Description of the task
Reproduce only the lines that begin at the line with "Runbook entry —" and run to the end of the entries; omit every picture.

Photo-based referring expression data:
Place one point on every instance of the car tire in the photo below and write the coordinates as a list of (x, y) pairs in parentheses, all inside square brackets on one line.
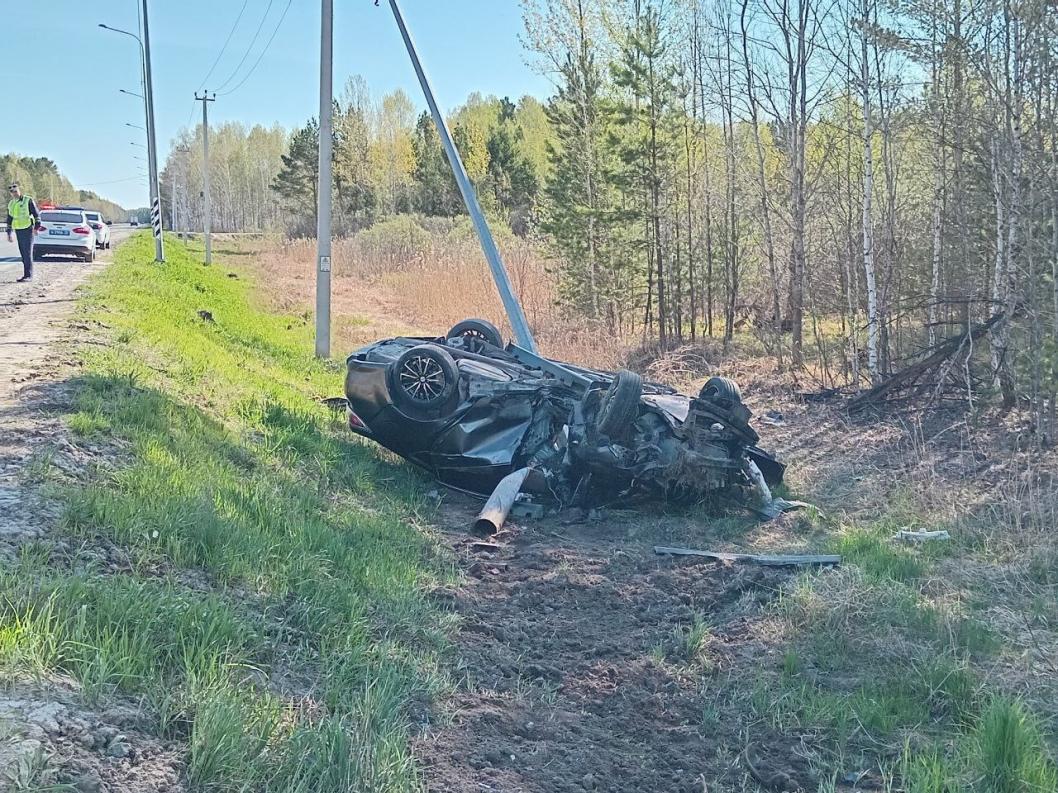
[(722, 391), (620, 405), (476, 332), (424, 379)]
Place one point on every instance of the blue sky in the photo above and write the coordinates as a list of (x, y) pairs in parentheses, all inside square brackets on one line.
[(466, 45)]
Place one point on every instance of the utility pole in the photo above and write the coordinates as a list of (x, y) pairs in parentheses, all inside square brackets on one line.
[(148, 109), (514, 313), (177, 167), (156, 197), (205, 99), (324, 208)]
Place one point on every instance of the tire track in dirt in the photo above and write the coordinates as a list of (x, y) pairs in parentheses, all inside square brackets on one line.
[(49, 735), (573, 666)]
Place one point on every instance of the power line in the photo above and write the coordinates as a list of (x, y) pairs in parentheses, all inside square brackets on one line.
[(253, 41), (259, 57), (112, 181), (226, 42)]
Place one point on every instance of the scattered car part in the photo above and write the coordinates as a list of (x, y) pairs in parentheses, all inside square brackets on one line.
[(753, 558), (620, 405), (499, 503)]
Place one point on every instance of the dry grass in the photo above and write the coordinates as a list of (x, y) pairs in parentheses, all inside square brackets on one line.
[(402, 278)]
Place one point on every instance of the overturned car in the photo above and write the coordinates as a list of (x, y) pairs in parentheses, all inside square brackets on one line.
[(472, 410)]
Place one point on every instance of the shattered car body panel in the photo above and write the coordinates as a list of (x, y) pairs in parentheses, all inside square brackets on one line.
[(471, 412)]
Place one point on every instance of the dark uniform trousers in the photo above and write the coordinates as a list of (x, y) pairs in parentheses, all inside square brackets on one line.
[(24, 237)]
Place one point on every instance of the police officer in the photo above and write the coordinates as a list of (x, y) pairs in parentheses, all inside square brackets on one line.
[(22, 221)]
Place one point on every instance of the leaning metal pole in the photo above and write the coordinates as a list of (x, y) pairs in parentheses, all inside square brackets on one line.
[(156, 192), (514, 313)]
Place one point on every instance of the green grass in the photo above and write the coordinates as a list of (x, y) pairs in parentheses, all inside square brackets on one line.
[(274, 616), (879, 653)]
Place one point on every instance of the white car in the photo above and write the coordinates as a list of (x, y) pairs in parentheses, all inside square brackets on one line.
[(101, 226), (65, 232)]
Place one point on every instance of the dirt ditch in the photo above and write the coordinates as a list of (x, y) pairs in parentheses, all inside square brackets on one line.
[(580, 665)]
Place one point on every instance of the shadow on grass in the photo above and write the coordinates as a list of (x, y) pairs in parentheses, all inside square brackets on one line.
[(313, 574)]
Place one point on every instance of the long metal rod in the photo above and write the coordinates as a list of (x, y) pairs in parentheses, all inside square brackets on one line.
[(513, 308), (156, 196), (206, 206), (324, 191)]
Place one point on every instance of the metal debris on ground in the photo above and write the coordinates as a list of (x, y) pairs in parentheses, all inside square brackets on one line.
[(920, 535), (752, 558)]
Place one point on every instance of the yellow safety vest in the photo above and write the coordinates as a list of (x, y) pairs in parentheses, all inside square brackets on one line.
[(19, 211)]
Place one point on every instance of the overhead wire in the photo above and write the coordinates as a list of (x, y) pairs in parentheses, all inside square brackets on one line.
[(245, 55), (259, 57)]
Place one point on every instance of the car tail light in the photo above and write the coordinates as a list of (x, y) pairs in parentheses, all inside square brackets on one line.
[(357, 424)]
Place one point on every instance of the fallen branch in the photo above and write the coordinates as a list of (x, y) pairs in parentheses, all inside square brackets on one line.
[(907, 376), (753, 558)]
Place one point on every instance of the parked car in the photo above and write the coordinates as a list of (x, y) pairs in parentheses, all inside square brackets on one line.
[(101, 227), (66, 232), (471, 411)]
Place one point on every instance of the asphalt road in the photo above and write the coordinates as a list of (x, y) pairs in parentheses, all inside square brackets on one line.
[(11, 263)]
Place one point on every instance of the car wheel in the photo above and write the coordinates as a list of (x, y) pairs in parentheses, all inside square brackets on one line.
[(620, 405), (476, 332), (723, 391), (424, 377)]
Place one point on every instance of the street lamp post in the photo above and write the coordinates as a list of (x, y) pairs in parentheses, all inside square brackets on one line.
[(148, 102)]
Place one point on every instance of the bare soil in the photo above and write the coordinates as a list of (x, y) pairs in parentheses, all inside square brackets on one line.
[(573, 671), (49, 734)]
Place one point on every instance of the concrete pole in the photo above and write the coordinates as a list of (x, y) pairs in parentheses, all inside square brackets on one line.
[(324, 208), (156, 196), (514, 312)]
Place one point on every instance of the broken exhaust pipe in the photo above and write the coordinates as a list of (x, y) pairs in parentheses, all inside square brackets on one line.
[(499, 503)]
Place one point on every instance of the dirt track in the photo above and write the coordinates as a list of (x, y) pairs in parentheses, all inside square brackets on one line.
[(47, 717), (576, 675)]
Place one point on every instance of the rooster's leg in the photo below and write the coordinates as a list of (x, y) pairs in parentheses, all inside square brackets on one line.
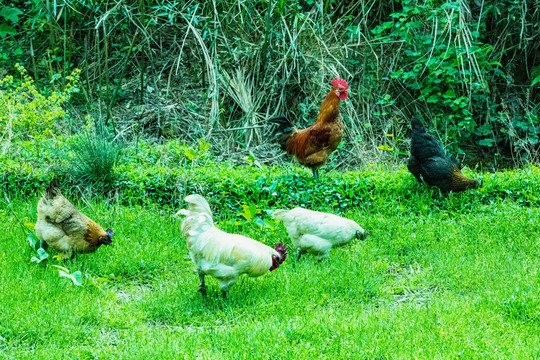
[(202, 285), (43, 245)]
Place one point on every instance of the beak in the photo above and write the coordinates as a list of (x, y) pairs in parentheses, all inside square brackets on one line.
[(361, 235), (182, 212)]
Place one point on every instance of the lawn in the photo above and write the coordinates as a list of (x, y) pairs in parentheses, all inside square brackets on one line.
[(438, 277)]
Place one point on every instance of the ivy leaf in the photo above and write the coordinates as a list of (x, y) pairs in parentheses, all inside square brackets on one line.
[(11, 14), (32, 239), (6, 30), (486, 142), (76, 277), (42, 255)]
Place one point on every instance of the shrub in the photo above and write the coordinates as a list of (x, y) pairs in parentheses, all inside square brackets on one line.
[(25, 113)]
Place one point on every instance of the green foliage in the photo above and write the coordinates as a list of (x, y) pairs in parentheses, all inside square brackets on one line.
[(438, 277), (96, 154), (27, 114)]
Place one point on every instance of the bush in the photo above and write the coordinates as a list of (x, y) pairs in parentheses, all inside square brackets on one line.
[(27, 114)]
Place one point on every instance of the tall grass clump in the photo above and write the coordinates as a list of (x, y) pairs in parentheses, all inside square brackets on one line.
[(96, 152)]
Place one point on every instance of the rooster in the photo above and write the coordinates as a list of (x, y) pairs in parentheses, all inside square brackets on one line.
[(65, 229), (430, 163), (222, 255), (317, 232), (312, 146)]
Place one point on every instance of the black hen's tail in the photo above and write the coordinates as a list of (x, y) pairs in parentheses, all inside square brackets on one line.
[(417, 126), (53, 189), (283, 131)]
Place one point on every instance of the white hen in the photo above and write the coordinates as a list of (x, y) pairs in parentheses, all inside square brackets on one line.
[(316, 232), (222, 255)]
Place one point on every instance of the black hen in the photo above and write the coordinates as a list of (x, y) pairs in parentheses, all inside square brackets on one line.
[(430, 163)]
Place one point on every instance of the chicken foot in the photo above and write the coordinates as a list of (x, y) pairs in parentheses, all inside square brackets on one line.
[(202, 285), (299, 254)]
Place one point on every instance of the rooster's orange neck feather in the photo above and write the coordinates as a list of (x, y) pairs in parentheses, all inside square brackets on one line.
[(329, 108)]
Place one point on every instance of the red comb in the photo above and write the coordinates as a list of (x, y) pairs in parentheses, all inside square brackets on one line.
[(340, 82)]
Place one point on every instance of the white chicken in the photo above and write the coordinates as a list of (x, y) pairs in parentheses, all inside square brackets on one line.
[(316, 232), (222, 255)]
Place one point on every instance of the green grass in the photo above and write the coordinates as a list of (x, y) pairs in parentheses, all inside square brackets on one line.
[(439, 277)]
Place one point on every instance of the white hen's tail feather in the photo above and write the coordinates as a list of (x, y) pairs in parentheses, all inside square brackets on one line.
[(222, 255)]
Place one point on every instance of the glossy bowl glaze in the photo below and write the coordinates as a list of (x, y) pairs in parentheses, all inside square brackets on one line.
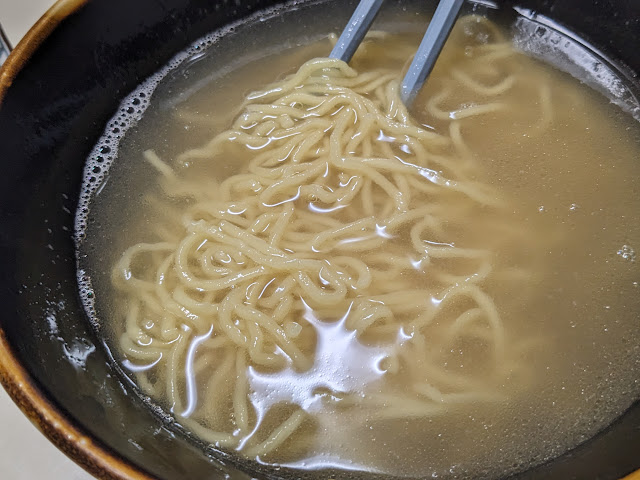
[(58, 89)]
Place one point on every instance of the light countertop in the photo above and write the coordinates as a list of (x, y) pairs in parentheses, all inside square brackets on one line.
[(25, 454)]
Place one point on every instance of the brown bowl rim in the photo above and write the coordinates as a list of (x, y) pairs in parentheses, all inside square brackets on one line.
[(76, 444)]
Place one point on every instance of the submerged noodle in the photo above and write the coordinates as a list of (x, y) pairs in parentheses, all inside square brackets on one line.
[(310, 223)]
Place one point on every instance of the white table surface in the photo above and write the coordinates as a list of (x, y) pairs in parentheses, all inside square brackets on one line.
[(25, 454)]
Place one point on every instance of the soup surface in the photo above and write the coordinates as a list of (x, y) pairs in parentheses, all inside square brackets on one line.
[(313, 277)]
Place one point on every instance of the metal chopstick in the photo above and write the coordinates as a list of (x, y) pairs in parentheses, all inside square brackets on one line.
[(430, 47), (356, 29)]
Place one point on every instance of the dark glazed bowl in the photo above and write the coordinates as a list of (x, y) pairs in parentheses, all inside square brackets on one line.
[(58, 89)]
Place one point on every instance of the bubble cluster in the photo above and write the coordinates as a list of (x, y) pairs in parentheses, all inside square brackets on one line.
[(132, 109)]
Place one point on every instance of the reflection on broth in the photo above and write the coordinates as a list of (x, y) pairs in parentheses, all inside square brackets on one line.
[(314, 277)]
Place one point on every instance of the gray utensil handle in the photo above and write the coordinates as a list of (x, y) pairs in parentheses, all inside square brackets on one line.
[(5, 46)]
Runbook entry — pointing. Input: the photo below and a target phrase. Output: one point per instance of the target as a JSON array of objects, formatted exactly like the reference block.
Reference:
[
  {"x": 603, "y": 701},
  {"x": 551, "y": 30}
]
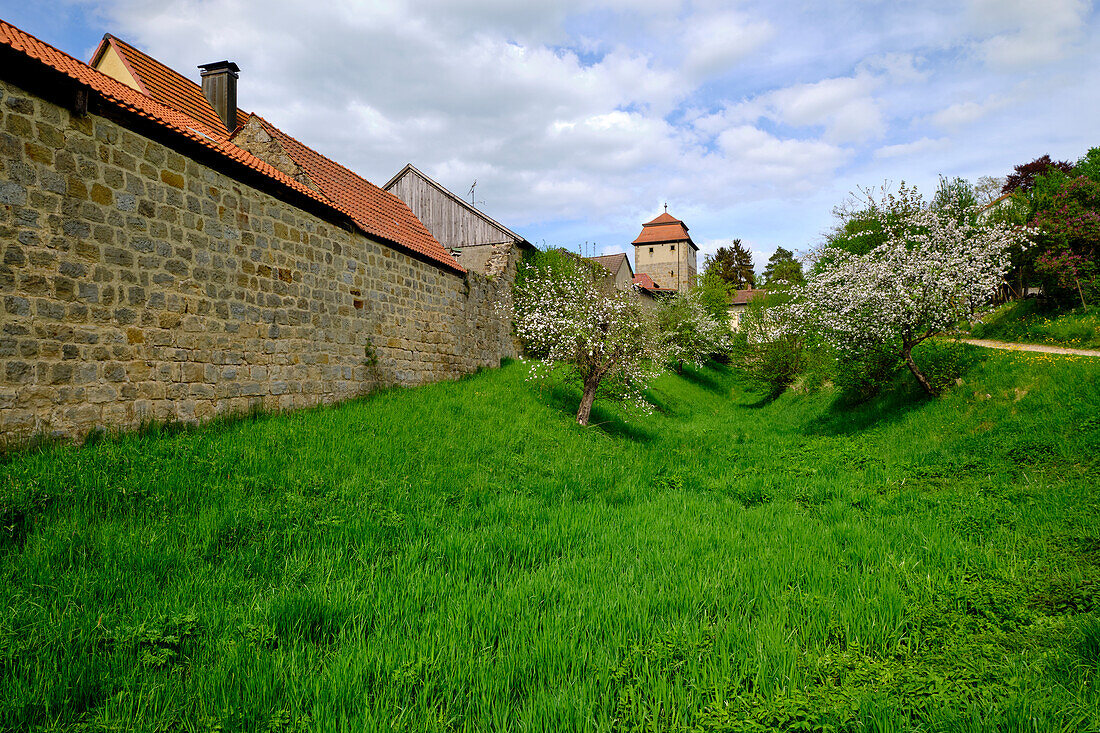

Response box
Runbook entry — pointing. Input: the photo below and a target phrase. Output: one point per instance of the target as a JSON array of objects, formatted exactly like the reference block.
Reference:
[
  {"x": 603, "y": 701},
  {"x": 551, "y": 30}
]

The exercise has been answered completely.